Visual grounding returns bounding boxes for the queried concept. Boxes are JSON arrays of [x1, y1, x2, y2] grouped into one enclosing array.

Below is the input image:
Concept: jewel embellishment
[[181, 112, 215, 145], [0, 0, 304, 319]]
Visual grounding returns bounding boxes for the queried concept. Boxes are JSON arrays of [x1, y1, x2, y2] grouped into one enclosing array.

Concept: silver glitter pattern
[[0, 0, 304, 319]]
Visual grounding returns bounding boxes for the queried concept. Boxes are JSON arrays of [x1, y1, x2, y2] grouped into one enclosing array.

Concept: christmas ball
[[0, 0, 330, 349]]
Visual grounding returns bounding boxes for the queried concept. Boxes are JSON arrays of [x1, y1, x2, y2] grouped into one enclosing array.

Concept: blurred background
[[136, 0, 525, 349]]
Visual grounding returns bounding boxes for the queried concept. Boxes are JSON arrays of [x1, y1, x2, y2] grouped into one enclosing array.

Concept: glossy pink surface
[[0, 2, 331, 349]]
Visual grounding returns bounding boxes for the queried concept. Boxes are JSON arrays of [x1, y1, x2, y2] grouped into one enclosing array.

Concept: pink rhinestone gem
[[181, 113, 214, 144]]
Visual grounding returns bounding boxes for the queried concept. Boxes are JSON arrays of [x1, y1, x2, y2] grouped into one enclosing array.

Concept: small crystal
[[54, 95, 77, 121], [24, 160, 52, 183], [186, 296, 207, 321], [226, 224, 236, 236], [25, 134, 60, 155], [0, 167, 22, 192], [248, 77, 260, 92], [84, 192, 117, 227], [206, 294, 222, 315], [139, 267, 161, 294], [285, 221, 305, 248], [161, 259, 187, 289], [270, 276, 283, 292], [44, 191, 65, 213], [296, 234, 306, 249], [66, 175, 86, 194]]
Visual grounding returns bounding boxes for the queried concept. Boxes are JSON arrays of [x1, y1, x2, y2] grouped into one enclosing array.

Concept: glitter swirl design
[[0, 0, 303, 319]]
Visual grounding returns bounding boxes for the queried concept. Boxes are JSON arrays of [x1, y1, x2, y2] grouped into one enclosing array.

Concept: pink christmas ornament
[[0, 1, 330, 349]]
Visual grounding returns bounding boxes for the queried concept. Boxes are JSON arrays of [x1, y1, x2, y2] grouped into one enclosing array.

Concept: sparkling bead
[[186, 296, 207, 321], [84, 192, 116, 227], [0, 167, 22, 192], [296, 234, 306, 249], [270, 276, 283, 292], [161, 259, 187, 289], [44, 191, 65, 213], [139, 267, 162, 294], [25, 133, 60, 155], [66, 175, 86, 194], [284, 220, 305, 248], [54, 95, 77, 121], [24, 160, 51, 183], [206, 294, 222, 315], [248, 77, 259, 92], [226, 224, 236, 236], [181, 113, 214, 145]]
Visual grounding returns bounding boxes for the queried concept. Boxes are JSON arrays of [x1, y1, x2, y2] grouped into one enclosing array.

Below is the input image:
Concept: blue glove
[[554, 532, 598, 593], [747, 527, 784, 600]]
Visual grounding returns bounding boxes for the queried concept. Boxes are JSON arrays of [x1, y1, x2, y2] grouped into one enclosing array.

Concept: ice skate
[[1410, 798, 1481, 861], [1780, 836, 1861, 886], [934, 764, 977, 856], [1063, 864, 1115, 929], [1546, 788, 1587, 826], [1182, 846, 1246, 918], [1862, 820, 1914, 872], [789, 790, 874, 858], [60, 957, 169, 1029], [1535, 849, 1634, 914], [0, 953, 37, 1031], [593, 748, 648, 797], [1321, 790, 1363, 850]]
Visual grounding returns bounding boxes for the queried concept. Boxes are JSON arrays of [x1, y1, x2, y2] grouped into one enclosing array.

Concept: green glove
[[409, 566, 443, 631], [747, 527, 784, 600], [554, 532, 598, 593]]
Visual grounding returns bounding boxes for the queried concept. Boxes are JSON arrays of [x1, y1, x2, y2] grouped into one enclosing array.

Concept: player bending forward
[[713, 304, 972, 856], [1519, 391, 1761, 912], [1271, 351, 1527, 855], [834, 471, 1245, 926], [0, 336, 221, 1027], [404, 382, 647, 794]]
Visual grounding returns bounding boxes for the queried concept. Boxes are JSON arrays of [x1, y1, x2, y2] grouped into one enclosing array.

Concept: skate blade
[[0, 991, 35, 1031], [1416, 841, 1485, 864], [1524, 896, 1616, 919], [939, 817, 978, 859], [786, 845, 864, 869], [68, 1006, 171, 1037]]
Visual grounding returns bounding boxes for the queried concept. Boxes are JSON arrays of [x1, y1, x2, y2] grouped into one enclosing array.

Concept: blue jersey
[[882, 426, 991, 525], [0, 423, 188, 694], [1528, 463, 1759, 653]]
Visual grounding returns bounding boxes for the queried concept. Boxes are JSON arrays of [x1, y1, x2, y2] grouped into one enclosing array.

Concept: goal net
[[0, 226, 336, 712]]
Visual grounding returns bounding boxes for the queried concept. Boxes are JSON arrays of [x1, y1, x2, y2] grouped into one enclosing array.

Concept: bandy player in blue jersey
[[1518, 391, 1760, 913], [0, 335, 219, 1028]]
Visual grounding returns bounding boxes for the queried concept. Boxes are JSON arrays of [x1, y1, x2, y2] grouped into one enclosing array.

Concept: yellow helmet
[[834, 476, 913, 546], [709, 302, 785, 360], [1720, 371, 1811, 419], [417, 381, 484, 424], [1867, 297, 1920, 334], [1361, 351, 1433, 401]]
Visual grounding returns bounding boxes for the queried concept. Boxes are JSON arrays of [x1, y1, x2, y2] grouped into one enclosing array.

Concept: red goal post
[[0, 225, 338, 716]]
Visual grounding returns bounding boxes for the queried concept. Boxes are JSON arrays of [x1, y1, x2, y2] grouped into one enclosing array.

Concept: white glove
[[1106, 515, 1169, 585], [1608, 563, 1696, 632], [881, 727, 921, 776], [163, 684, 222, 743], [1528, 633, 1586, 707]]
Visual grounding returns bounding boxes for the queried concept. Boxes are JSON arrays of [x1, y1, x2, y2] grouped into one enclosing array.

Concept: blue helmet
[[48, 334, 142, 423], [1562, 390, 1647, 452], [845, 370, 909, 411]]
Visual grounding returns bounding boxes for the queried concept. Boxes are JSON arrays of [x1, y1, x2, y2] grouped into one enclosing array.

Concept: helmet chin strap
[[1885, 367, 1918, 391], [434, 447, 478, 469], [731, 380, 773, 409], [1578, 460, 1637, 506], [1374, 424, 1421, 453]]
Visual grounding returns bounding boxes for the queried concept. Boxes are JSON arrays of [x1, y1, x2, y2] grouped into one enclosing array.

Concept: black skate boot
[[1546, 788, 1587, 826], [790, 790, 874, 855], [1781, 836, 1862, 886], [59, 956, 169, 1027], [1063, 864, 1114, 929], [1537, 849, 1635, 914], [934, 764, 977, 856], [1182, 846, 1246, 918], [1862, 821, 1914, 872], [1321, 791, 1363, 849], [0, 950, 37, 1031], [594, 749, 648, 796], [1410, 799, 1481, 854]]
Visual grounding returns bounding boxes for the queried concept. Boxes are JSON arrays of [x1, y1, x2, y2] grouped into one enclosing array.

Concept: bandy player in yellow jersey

Directions for this task » Until the last line is reached, keep transcribing the data exactly.

Problem solution »
Visual grounding returns bounding boxes for the queried concept. Boxes are JSON arrays of [x1, y1, x2, y2] grouped into one enclosing array.

Below is the input image:
Concept: jewel embellishment
[[181, 112, 215, 145], [0, 0, 304, 319]]
Visual grounding returns bounding boxes for the queried concept. Boxes are JSON arrays of [x1, y1, x2, y2] grouped into one enclosing array.

Concept: silver glitter pattern
[[0, 0, 304, 319]]
Visual grounding returns bounding boxes for the queried concept. Boxes are JSON arrays of [x1, y1, x2, y2] grouped into one enclosing array.

Concept: christmas ball
[[0, 0, 330, 349]]
Visual grounding returns bounding boxes for the queried concept. Boxes are JSON arrays of [x1, y1, x2, y2] grouped into one enclosing array.

Concept: blurred background
[[136, 0, 525, 349]]
Visual grounding returns bounding boxes for the queried concept. Boxes are JSON arrays of [x1, y1, x2, y2] grouped into one enclosing array.

Concept: glossy pink surface
[[0, 2, 331, 349]]
Visual grounding returns bounding boxes for the queried concept. Boxes are JSON arrays of [x1, y1, x2, y2] grouped into one enclosing array.

Concept: pink rhinestone gem
[[181, 113, 214, 144]]
Visual grounding returns bounding boxes for the queried concept. Boxes are JSON arrays of [x1, y1, x2, y2] grouped into one enclosing array.

Concept: small crystal
[[54, 95, 77, 121], [24, 160, 52, 183], [186, 296, 207, 321], [226, 224, 236, 236], [25, 134, 60, 155], [0, 167, 22, 192], [248, 77, 260, 92], [84, 192, 117, 227], [206, 294, 222, 315], [139, 267, 161, 294], [285, 221, 305, 248], [161, 259, 187, 289], [270, 276, 283, 292], [44, 191, 65, 213], [296, 234, 306, 249], [66, 175, 86, 194]]
Visual grounding returns bounding boxes for the queried concept. Boxes are JSON arrays of [x1, y1, x2, y2] grouped into one enclosing array.

Concept: glitter swirl design
[[0, 0, 303, 319]]
Visual grounding returns bounding boxes for the queried concept. Boxes are JSON arrays of [x1, y1, x2, y2] grouped into one enclosing array.

Concept: pink christmas ornament
[[0, 1, 330, 349]]
Visual grounding returns bounding boxes for the queried concept. Boxes are JSON arrays of [x1, y1, x2, y2] grouped into one enclosing array.

Concept: sparkling bead
[[186, 296, 207, 321], [84, 192, 116, 227], [0, 167, 22, 192], [296, 234, 306, 249], [270, 276, 283, 292], [161, 259, 187, 289], [44, 191, 65, 213], [139, 267, 162, 294], [25, 133, 60, 155], [66, 175, 86, 194], [284, 220, 305, 248], [54, 95, 77, 121], [24, 160, 51, 183], [206, 294, 222, 315], [248, 77, 259, 92], [226, 224, 236, 236], [181, 113, 214, 145]]
Visual grounding returns bounding boxes for the queried concept. Boxes are JSON arrays of [x1, y1, x2, y2] grouped into one enclosing array.

Below is the input image:
Concept: blue glove
[[554, 532, 598, 593], [747, 527, 784, 600]]
Visual grounding returns bounding boxes for the queried concept. Boxes are JSON arrays of [x1, y1, x2, y2] grouped into one enclosing array.

Concept: ice skate
[[1410, 798, 1481, 861], [1780, 836, 1861, 886], [934, 764, 977, 856], [1063, 864, 1115, 929], [1546, 788, 1587, 826], [1182, 846, 1246, 918], [1862, 820, 1914, 872], [789, 790, 874, 858], [60, 957, 169, 1029], [1535, 849, 1634, 914], [0, 953, 37, 1031], [593, 748, 648, 797], [1321, 790, 1363, 850]]
Visual grounding returns bounding boxes for the queried concept. Boxes are JSON arrays of [x1, y1, x2, y2] grouped into one enclosing array.

Concept: green glove
[[409, 566, 443, 631], [747, 527, 784, 600], [554, 532, 598, 593]]
Visual grounding returns bounding boxes for the queried concept. Boxes are JSON arrays of [x1, y1, x2, y2] grouped into one enclosing array.

Concept: player bending forward
[[713, 304, 972, 856], [1519, 391, 1761, 912], [1271, 351, 1527, 855], [834, 471, 1245, 926], [0, 336, 221, 1027], [404, 382, 647, 794]]
Visual grounding returns bounding boxes for the queried concept. Boxes are JSON arrays of [x1, y1, x2, y2] grouped into one enclosing array.

Concept: skate blade
[[0, 991, 35, 1031], [1416, 841, 1485, 864], [1524, 896, 1616, 919], [939, 817, 978, 859], [786, 845, 864, 869], [68, 1006, 171, 1037]]
Visual grounding returns bounding boxes for the queried concept. Boxes are JSON arrays of [x1, y1, x2, y2] grouped into one enclosing array.

Concept: blue jersey
[[882, 426, 991, 525], [0, 423, 188, 694], [1528, 463, 1759, 653]]
Visual grounding returns bounding boxes for the queried concept. Boxes are JSON arrays of [x1, y1, x2, y2] grouped into one enclosing array.

Concept: goal net
[[0, 226, 336, 712]]
Visual grounding returns bounding boxes for the queried concept. Boxes are JSON arrays of [x1, y1, x2, y2] grouped into one enclosing array.

Concept: bandy player in blue jersey
[[1518, 391, 1760, 913], [0, 335, 219, 1028]]
Visual grounding returns bounding boxes for the queried concept. Boxes are JSON arrays of [x1, y1, x2, y2] grouped into one enclosing array.

Concept: yellow helmet
[[834, 476, 913, 546], [709, 302, 785, 360], [1720, 371, 1811, 419], [417, 381, 484, 424], [1867, 297, 1920, 334], [1361, 351, 1433, 401]]
Visual grounding returns bounding boxes for the queried concept. Boxes are JSON arrays of [x1, y1, x2, y2] grouped into one enclosing array.

Concept: red goal post
[[0, 225, 338, 716]]
Visual grounding returns bounding boxes for the queried concept. Boxes are JSON arrays of [x1, y1, x2, y2] grouped into one enclosing array.

Concept: white glove
[[1106, 515, 1169, 585], [1608, 563, 1696, 632], [881, 727, 921, 776], [163, 684, 222, 743], [1528, 633, 1586, 707]]
Visual grounding returns bounding boxes for the queried concept. Boxes are JSON arrays of [x1, y1, x2, y2] grouped into one enclosing array.

Concept: blue helmet
[[48, 334, 142, 423], [1562, 390, 1647, 452], [845, 370, 909, 411]]
Visual grounding returns bounding boxes for the queried concept. Boxes are JSON arrays of [x1, y1, x2, y2] grouped into one enclosing array.

Concept: helmet chin strap
[[1885, 367, 1918, 391], [434, 447, 478, 469], [731, 380, 773, 409], [1578, 460, 1637, 506], [1374, 424, 1421, 453]]
Visual grounding returns bounding boxes for the queried concept. Boxes are JSON arrays of [x1, y1, x2, y2] grouped into one enclosing array.

Concept: black skate boot
[[1546, 788, 1587, 826], [790, 790, 874, 855], [1781, 836, 1862, 886], [59, 956, 169, 1027], [1063, 864, 1114, 929], [1537, 849, 1635, 914], [934, 764, 977, 856], [1182, 846, 1246, 918], [1862, 821, 1914, 872], [1321, 791, 1363, 849], [0, 950, 37, 1031], [594, 749, 648, 796], [1410, 799, 1481, 854]]
Visual grounding returns bounding boxes for the queried concept. Boxes are JSON arrays of [x1, y1, x2, y2] grouped into one enclosing array.

Concept: bandy player in yellow jersey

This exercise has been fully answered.